# [Raw data]

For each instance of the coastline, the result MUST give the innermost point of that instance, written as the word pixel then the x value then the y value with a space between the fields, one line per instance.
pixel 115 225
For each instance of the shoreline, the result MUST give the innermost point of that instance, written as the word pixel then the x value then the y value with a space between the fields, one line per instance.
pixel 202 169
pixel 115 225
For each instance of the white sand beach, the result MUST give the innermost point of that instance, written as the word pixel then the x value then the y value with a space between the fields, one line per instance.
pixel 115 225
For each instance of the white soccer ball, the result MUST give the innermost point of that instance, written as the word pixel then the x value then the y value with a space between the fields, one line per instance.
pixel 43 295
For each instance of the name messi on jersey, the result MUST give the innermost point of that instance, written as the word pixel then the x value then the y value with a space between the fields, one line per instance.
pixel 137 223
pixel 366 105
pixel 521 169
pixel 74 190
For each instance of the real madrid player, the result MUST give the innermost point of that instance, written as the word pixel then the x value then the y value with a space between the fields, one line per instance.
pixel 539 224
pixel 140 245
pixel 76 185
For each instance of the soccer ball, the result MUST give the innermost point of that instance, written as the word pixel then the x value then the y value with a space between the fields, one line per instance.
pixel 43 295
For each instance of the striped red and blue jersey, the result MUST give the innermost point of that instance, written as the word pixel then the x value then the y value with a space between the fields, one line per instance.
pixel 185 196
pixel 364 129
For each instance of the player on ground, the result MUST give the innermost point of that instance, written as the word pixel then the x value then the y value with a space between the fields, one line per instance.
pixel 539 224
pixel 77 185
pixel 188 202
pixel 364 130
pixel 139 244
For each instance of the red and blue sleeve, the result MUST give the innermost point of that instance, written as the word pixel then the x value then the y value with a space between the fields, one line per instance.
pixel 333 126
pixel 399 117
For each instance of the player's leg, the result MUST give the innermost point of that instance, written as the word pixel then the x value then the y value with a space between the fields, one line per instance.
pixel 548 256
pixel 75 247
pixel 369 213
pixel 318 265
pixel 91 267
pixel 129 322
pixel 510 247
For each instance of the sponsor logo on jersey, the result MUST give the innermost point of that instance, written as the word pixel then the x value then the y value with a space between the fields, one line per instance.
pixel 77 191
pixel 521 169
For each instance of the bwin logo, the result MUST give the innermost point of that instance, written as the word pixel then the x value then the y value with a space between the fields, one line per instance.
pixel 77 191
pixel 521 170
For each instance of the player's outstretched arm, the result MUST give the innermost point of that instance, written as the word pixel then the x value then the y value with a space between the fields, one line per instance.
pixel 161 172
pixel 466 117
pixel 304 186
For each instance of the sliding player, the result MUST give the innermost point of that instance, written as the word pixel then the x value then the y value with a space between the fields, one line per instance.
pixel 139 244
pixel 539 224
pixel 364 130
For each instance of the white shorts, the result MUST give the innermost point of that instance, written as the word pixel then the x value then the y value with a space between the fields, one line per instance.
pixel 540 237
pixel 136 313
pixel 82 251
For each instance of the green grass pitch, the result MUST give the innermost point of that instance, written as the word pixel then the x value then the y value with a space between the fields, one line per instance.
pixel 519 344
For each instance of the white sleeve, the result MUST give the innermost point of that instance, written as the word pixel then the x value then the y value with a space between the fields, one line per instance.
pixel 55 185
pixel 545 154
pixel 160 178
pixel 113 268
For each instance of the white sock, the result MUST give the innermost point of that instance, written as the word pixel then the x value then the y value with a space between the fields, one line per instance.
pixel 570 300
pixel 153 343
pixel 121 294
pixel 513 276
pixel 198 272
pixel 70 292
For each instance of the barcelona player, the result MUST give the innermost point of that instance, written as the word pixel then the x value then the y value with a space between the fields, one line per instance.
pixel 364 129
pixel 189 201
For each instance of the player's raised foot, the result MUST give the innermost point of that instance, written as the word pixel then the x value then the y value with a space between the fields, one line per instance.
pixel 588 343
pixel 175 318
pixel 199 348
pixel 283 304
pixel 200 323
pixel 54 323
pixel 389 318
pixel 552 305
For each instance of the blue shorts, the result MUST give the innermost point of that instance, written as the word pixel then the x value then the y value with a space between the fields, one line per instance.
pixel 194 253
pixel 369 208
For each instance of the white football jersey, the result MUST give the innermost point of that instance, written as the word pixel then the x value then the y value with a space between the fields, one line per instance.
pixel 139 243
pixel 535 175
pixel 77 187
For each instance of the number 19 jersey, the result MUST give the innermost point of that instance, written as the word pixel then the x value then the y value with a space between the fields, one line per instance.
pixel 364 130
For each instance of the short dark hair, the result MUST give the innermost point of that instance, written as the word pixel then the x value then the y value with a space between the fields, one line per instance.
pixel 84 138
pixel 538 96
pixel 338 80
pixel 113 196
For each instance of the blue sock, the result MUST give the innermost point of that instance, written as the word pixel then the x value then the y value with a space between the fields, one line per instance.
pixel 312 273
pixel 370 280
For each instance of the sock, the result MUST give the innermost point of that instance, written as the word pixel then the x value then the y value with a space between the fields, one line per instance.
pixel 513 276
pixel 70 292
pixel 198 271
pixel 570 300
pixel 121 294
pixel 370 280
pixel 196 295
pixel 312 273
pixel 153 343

# [Your goal]
Reproduce verbatim every line of the records from the line containing "For each instance of the white football" through the final line of the records, both included.

# [Solution below]
For each instance of the white football jersey, the result MUST give the innermost point of that instance, written as the word pixel then the x value then the y value with a space between the fields, one line per instance.
pixel 139 243
pixel 535 175
pixel 77 187
For each instance of the number 19 jersey, the result MUST give the innermost point of that instance, written as the word pixel then the x value then the y value with a space between the fields, one line per instance.
pixel 364 130
For each instance of the short dark hair, the result MUST give the innermost point of that instance, written as the word pixel then the x value then the y value with a space between the fields, one line per instance.
pixel 84 138
pixel 538 96
pixel 338 80
pixel 113 196
For each instance of the blue sock, the result MUST give the innermost point of that instance, written as the word pixel then the x value then the y value with a space between the fields, one line per instance.
pixel 312 273
pixel 370 280
For each instance of the sock, the result MUST give the innermost point of that instance, written as the word pixel then the x value then the y value with a space between the fields, one line per instance.
pixel 513 276
pixel 70 292
pixel 198 271
pixel 570 300
pixel 121 294
pixel 370 280
pixel 196 295
pixel 312 273
pixel 153 343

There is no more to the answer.